> STATED TASK A
Answer these questions from the passage on data mining terms:
(i) What examples of common meta data does it list?
(ii) In the data world, what does it say an algorithm is?
(iii) In what terms is probability presented?
> STATED TASK B
Please reproduce the passage on data mining terms starting at "There’s been a" and ending at "a decision engine.".
> STATED TASK C
Continue the passage on data mining terms after its final sentence.
==== PASSAGE PROVIDED
There’s been a great deal of discussion over the past several weeks regarding data mining and predictive models. Terms like “meta data” and “algorithm” are fast moving from the domain of IT practitioners and into the realm of water cooler discussion. This might be a good opportunity to briefly review some of these concepts in order to better understand data mining practices and standards.
First, some terms.
Meta Data - refers to data about data. We frequently hear this term misused. Common meta data might be file size, extract dates, field counts, definitions, etc.
Algorithm - a set of precisely defined steps expected to arrive at an answer to a problem or set of problems. In the data world, this is a mathematical equation with a series of variables that are repeatedly populated with data from a designated data set. The results of the calculation form the basis of a decision engine.
Probability - a measure or estimation of how likely it is that something will happen. Probability is presented in terms of a “percentage of likelihood”. In the case of a decision engine, you might hear, “If a customer enters the store, there is a 27% probability they will purchase at least one item.”
========
==== MATERIAL SHOWN
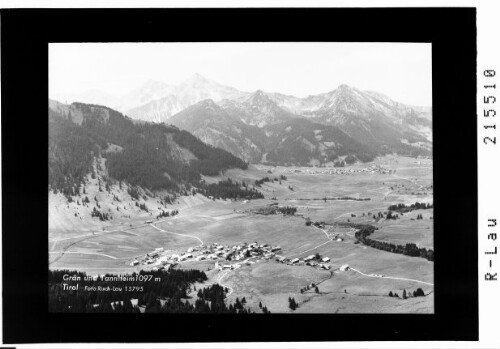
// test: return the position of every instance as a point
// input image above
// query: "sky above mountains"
(402, 71)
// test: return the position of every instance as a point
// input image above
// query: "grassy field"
(79, 242)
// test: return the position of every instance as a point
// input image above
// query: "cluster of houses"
(339, 170)
(160, 259)
(223, 255)
(245, 252)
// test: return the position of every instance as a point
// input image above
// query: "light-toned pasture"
(96, 247)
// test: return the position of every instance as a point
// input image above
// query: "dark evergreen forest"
(150, 155)
(169, 288)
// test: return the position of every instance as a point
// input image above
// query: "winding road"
(390, 277)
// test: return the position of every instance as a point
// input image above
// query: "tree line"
(171, 289)
(409, 249)
(407, 208)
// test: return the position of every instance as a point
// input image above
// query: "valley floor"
(78, 242)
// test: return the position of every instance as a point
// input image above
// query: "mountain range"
(277, 128)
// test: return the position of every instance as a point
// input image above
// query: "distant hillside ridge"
(153, 156)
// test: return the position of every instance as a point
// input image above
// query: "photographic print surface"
(240, 178)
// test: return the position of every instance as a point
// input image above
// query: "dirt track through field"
(390, 277)
(169, 232)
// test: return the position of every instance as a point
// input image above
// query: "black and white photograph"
(241, 177)
(216, 174)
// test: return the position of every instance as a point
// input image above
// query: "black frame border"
(25, 34)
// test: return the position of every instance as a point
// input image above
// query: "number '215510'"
(488, 101)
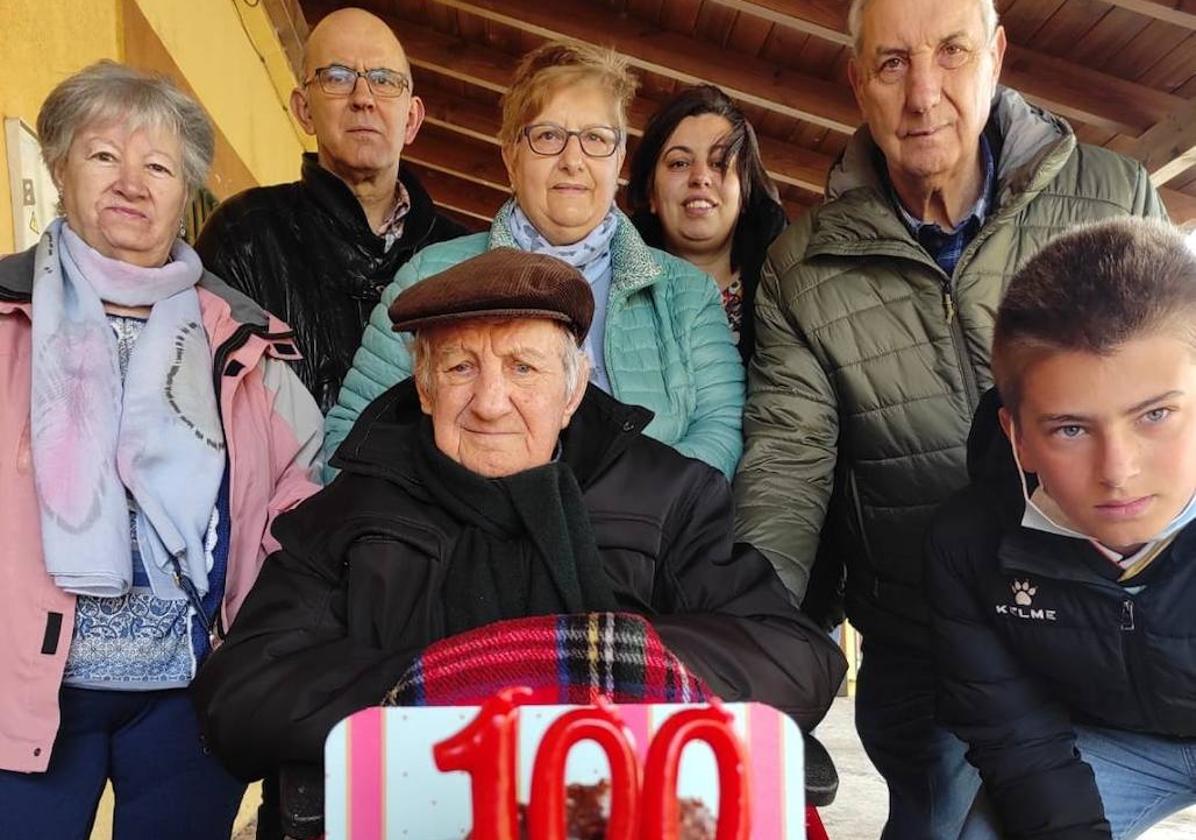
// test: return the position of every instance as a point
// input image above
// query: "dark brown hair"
(758, 201)
(1091, 291)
========
> WRITTEN REPLY A
(i) File size, extract dates, field counts and definitions.
(ii) A mathematical equation with a series of variables that are repeatedly populated with data from a designated data set.
(iii) As a "percentage of likelihood."

> WRITTEN REPLY B
There’s been a great deal of discussion over the past several weeks regarding data mining and predictive models. Terms like “meta data” and “algorithm” are fast moving from the domain of IT practitioners and into the realm of water cooler discussion. This might be a good opportunity to briefly review some of these concepts in order to better understand data mining practices and standards.
First, some terms.
Meta Data - refers to data about data. We frequently hear this term misused. Common meta data might be file size, extract dates, field counts, definitions, etc.
Algorithm - a set of precisely defined steps expected to arrive at an answer to a problem or set of problems. In the data world, this is a mathematical equation with a series of variables that are repeatedly populated with data from a designated data set. The results of the calculation form the basis of a decision engine.

> WRITTEN REPLY C
The purpose behind data mining is to consolidate a single large data set, or several large, diverse data sets and create meaningful, decision-ready intelligence. It is expected the decision-makers will take action based on the output once the intelligence is delivered. The action taken depends in some part on the confidence the decision-maker has in the intelligence source, the risks involved, and other factors that exist outside the data output. Data mining, at least in today’s corporate world, rarely provides a decision. Final decisions in the majority of today’s professional community rests largely with the individual or group who will be held accountable for results. It is thus possible that companies will take action that is contrary to the results of an analysis, despite the probability and risk involved.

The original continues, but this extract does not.